● **Task instructions**: Rewrite the data from the line with "target=seed cavity" through the end, switching "pumpkin" to "squash" and leaving everything else the same.

● **Given records**:
^^^^^^^^^^^^^^^^
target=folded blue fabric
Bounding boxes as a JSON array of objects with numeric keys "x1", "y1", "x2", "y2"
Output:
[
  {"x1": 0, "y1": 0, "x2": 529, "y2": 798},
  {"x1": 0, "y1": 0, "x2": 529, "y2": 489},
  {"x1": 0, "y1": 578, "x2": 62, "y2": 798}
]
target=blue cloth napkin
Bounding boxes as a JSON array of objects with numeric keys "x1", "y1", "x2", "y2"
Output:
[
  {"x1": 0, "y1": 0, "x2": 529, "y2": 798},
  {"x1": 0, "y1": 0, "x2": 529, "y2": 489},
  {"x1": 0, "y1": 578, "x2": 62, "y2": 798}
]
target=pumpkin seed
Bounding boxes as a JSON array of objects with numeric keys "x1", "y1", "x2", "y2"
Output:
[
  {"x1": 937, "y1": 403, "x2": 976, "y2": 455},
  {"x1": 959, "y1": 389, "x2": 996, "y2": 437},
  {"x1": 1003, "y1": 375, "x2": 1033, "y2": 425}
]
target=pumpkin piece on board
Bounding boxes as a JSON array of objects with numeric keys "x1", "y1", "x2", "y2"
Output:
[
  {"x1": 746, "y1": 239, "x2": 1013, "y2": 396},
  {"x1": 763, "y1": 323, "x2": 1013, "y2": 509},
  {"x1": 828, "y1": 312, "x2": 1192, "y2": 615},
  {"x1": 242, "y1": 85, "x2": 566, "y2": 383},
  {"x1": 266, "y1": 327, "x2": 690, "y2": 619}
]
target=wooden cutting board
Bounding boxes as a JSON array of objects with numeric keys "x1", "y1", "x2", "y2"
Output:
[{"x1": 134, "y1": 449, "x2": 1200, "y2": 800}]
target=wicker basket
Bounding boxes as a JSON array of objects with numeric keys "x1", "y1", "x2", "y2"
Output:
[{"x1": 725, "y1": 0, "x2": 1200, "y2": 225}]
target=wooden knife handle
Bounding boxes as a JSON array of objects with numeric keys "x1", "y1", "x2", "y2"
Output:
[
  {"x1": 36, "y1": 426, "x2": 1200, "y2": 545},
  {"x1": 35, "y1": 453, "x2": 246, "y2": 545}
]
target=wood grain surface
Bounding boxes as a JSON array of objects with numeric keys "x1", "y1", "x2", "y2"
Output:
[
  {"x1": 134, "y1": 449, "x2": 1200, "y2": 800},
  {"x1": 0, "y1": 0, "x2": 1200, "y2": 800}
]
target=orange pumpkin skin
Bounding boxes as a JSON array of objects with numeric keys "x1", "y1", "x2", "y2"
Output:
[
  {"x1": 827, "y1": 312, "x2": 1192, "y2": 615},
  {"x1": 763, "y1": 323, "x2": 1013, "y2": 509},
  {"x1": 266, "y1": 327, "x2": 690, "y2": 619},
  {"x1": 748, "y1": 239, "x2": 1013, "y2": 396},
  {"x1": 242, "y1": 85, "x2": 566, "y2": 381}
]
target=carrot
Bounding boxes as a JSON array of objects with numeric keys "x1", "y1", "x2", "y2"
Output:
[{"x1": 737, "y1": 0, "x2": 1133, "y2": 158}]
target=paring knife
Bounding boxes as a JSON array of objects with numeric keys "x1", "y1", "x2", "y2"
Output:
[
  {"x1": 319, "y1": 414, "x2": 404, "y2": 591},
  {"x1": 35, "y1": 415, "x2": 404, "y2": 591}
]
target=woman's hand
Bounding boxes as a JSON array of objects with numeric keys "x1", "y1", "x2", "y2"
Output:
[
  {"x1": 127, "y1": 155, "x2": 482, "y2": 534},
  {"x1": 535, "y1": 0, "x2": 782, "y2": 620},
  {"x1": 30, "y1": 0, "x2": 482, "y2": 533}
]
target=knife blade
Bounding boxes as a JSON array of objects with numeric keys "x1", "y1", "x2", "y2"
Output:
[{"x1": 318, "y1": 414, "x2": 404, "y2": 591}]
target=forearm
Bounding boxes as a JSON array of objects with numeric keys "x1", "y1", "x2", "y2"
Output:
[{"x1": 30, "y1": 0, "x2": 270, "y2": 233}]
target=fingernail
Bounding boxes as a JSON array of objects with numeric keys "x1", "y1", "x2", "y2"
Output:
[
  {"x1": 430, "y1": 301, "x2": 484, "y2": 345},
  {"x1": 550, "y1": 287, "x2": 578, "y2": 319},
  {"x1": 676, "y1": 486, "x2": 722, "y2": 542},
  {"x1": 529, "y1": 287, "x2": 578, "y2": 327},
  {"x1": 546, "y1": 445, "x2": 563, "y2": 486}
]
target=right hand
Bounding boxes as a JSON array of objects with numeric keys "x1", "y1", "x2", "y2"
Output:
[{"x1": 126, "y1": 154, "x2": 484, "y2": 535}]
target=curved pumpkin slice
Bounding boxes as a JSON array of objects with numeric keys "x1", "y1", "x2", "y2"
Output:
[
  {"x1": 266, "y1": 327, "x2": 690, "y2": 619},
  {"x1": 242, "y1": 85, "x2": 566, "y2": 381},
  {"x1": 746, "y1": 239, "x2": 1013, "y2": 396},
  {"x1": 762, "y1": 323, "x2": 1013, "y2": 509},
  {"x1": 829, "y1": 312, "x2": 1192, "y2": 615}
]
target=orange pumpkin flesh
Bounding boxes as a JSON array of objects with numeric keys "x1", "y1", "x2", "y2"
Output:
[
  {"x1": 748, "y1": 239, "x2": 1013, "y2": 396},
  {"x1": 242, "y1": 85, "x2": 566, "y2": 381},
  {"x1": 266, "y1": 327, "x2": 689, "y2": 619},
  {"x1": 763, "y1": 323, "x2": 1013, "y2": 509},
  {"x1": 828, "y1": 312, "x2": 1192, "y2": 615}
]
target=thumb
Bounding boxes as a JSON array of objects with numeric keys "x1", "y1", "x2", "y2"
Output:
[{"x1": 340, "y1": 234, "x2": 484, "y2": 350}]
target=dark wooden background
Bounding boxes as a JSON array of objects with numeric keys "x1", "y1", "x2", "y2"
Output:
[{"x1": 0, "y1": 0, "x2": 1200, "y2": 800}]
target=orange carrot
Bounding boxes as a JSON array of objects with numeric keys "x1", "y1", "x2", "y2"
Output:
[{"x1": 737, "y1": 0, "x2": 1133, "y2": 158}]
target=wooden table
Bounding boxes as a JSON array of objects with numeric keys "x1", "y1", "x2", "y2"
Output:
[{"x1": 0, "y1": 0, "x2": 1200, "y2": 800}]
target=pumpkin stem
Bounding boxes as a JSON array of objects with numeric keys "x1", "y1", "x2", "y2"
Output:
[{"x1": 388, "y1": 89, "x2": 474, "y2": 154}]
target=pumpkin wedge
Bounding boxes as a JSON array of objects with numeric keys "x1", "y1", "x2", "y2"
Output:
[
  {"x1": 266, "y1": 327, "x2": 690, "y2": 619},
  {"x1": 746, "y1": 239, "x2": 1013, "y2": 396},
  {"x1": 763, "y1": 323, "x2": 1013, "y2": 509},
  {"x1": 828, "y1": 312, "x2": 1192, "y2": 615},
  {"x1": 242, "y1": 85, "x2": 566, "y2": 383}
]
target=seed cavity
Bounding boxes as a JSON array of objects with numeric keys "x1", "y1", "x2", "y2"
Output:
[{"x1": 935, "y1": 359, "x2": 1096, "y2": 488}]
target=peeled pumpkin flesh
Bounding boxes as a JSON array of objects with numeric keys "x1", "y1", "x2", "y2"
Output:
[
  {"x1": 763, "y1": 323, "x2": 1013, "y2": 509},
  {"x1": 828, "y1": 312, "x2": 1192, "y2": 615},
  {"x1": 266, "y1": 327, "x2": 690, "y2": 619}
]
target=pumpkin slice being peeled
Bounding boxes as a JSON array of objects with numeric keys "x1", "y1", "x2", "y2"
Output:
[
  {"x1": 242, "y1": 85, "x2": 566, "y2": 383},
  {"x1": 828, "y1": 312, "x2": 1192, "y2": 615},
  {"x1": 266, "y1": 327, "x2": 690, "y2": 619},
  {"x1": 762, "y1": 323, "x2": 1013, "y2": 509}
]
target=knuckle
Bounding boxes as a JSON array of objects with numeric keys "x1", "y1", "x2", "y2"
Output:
^^^^^^^^^^^^^^^^
● **Result of this exercise**:
target=seed cavity
Bounding boxes as a JSON array of objects with numeric keys "x1", "y1", "x2", "y2"
Output:
[{"x1": 935, "y1": 359, "x2": 1096, "y2": 488}]
target=peeled squash flesh
Bounding boxes as a JSON array of objects with numeric keys "x1", "y1", "x2", "y2"
Output:
[
  {"x1": 763, "y1": 323, "x2": 1013, "y2": 509},
  {"x1": 828, "y1": 312, "x2": 1192, "y2": 615},
  {"x1": 266, "y1": 327, "x2": 690, "y2": 619}
]
target=squash slice being peeled
Bounding boxes as a JSON array of objects with numeric keys "x1", "y1", "x2", "y2"
Output:
[
  {"x1": 242, "y1": 85, "x2": 566, "y2": 383},
  {"x1": 828, "y1": 312, "x2": 1192, "y2": 615},
  {"x1": 266, "y1": 327, "x2": 690, "y2": 619},
  {"x1": 762, "y1": 323, "x2": 1013, "y2": 509}
]
target=knuckle
Bounding boxes as a JSON array of objects with numeric keys "x1", "y1", "x2", "y2"
Output:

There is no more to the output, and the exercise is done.